"""

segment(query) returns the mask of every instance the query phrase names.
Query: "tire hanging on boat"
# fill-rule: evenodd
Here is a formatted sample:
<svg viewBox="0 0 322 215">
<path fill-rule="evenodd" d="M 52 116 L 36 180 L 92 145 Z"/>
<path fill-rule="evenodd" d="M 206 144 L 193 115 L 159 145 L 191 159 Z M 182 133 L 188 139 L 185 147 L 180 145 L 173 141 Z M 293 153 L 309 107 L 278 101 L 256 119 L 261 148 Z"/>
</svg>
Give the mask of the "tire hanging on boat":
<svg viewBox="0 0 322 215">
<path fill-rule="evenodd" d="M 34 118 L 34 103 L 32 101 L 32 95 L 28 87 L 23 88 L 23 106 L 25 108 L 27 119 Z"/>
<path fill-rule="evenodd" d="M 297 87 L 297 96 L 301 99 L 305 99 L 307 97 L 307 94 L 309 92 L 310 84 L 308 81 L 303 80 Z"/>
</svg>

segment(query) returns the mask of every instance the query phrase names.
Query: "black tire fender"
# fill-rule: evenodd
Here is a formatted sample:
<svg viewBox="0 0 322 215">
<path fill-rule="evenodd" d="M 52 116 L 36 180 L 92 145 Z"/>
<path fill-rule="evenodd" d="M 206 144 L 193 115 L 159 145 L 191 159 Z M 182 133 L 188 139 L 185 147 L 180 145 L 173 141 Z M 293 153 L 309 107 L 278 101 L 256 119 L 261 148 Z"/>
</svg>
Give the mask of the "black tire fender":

"""

PROBLEM DESCRIPTION
Render every line of the rows above as a Markdown table with two columns, "No." for the line number and "Text" for the line itself, leaving out blank lines.

EXERCISE ANSWER
| No. | Text |
|---|---|
| 1 | segment(query) returns the mask of every instance the query phrase names. |
| 2 | Query: "tire hanging on boat" |
| 3 | # fill-rule: evenodd |
| 4 | Here is a formatted sample: |
| 5 | <svg viewBox="0 0 322 215"> |
| 6 | <path fill-rule="evenodd" d="M 52 116 L 36 180 L 92 145 Z"/> |
| 7 | <path fill-rule="evenodd" d="M 206 144 L 193 115 L 159 145 L 191 159 Z M 182 133 L 188 139 L 185 147 L 180 145 L 173 141 Z M 293 153 L 309 107 L 278 101 L 256 119 L 261 148 Z"/> |
| 8 | </svg> |
| 9 | Give the mask of the "tire hanging on boat": |
| 10 | <svg viewBox="0 0 322 215"> |
| 11 | <path fill-rule="evenodd" d="M 34 118 L 34 103 L 32 101 L 32 95 L 28 87 L 23 88 L 23 106 L 25 108 L 27 119 Z"/> |
| 12 | <path fill-rule="evenodd" d="M 297 87 L 297 96 L 301 99 L 305 99 L 307 97 L 307 94 L 309 92 L 310 84 L 308 81 L 303 80 Z"/> |
| 13 | </svg> |
| 14 | segment(query) returns the mask of every instance the query phrase names. |
| 15 | Query: "black tire fender" |
| 16 | # fill-rule: evenodd |
| 17 | Here is a formatted sample: |
| 18 | <svg viewBox="0 0 322 215"> |
| 19 | <path fill-rule="evenodd" d="M 52 116 L 36 180 L 92 145 Z"/> |
| 20 | <path fill-rule="evenodd" d="M 206 144 L 193 115 L 159 145 L 191 159 Z M 182 133 L 188 139 L 185 147 L 180 145 L 173 141 Z M 293 153 L 309 107 L 278 101 L 256 119 L 261 148 Z"/> |
| 21 | </svg> |
| 22 | Give the mask of the "black tire fender": |